**WORK REQUIRED:** Output the data that follows exactly, line for line.
____ ENTRIES
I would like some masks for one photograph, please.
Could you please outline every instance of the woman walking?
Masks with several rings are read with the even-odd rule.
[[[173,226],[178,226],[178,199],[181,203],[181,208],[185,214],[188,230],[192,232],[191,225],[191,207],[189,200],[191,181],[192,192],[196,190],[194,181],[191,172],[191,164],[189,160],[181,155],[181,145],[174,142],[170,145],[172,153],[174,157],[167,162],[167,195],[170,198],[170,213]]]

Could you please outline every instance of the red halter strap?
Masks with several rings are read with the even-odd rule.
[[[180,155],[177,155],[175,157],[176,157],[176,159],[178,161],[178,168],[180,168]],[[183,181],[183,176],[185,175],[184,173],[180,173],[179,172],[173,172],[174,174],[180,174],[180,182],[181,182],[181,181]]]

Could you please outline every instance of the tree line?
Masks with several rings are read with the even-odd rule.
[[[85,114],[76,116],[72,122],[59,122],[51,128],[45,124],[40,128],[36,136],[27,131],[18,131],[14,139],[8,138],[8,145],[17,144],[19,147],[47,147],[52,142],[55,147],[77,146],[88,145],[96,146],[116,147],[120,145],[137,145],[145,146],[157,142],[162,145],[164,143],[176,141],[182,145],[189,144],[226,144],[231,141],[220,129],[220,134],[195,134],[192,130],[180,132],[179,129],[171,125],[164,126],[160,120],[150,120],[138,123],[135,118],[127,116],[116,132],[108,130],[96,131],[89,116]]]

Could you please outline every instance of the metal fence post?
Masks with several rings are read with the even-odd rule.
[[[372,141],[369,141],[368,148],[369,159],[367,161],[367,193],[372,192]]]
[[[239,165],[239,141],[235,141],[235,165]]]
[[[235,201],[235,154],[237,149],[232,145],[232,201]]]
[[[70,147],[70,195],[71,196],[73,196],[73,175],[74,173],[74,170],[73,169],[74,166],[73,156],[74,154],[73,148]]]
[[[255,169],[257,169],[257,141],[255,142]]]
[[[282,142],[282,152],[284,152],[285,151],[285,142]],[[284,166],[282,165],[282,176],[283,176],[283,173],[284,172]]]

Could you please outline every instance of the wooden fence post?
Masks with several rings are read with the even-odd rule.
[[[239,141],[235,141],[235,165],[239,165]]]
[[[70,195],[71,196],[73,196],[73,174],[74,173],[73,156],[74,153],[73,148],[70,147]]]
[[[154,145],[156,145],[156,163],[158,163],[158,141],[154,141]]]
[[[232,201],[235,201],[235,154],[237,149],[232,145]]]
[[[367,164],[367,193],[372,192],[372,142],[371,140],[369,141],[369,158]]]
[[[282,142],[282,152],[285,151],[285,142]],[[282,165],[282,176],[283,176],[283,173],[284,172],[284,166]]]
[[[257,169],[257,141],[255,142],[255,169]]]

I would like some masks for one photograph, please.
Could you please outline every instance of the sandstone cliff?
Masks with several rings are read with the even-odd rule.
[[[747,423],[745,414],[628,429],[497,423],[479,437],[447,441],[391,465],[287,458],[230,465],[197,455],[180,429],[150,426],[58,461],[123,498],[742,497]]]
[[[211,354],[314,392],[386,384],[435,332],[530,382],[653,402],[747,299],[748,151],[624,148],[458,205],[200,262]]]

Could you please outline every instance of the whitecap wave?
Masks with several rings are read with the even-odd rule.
________
**CORRECT RESULT:**
I would like some masks for one photograph, please.
Could you please outline every instance of the woman walking?
Masks with several rings are read with the even-odd rule.
[[[173,226],[178,226],[178,199],[181,203],[181,208],[185,214],[188,230],[192,232],[191,225],[191,207],[189,200],[191,181],[192,192],[196,190],[194,181],[191,172],[191,164],[189,160],[181,155],[181,145],[174,142],[170,145],[172,153],[174,157],[167,162],[167,195],[170,198],[170,213]]]

Could you please outline every instance of the red halter strap?
Masks with several rings are read with the even-odd rule.
[[[180,155],[177,155],[175,157],[176,157],[176,159],[178,161],[178,168],[180,168]],[[183,181],[183,176],[185,175],[184,173],[180,173],[179,172],[173,172],[174,174],[180,174],[180,182],[181,182],[181,181]]]

Could you please outline every instance of the tree line?
Masks with several rings are read with the even-odd rule.
[[[85,114],[76,116],[72,122],[59,122],[51,128],[45,124],[40,128],[36,136],[27,131],[18,131],[14,139],[8,138],[8,145],[17,144],[19,147],[47,147],[52,142],[55,147],[77,146],[88,145],[96,146],[116,147],[120,145],[137,145],[145,146],[157,142],[162,145],[164,143],[176,141],[182,145],[189,144],[226,144],[231,141],[220,129],[220,134],[195,134],[192,130],[180,132],[179,129],[171,125],[164,126],[160,120],[150,120],[138,123],[135,118],[127,116],[116,132],[108,130],[96,131],[89,116]]]

Could you please outline every instance of the metal fence post?
Masks with several rings are read with the even-odd rule.
[[[372,141],[369,141],[368,148],[369,159],[367,161],[367,193],[372,192]]]
[[[239,165],[239,141],[235,141],[235,165]]]
[[[235,201],[235,154],[237,149],[232,145],[232,201]]]
[[[70,147],[70,195],[71,196],[73,196],[73,175],[74,173],[74,170],[73,169],[74,166],[73,156],[74,154],[73,148]]]
[[[255,169],[257,169],[257,141],[255,142]]]
[[[282,142],[282,152],[284,152],[285,151],[285,142]],[[284,166],[282,165],[282,176],[283,176],[283,173],[284,172]]]

Could you please outline every instance of the wooden fence post?
Masks with several rings are read with the even-odd rule.
[[[239,141],[235,141],[235,165],[239,165]]]
[[[70,195],[71,196],[73,196],[73,174],[74,173],[73,156],[74,153],[73,148],[70,147]]]
[[[154,145],[156,145],[156,163],[158,163],[158,141],[154,141]]]
[[[232,201],[235,201],[235,154],[237,149],[232,145]]]
[[[367,164],[367,193],[372,192],[372,142],[371,140],[369,141],[369,158]]]
[[[282,142],[282,152],[285,151],[285,142]],[[282,165],[282,176],[283,176],[283,173],[284,172],[284,166]]]
[[[257,169],[257,141],[255,142],[255,169]]]

I would like some masks for one photograph, please.
Could you please outline every instance of the sandstone cliff?
Masks with several rings are read with the even-odd rule.
[[[747,423],[745,414],[628,429],[497,423],[479,437],[447,441],[391,465],[287,458],[230,465],[197,455],[180,429],[150,426],[58,461],[123,498],[742,497]]]
[[[211,354],[314,392],[386,384],[435,332],[530,382],[653,402],[747,299],[748,151],[624,148],[458,205],[200,262]]]

Could you please outline every instance of the whitecap wave?
Masks with several rings are read with the even-odd rule.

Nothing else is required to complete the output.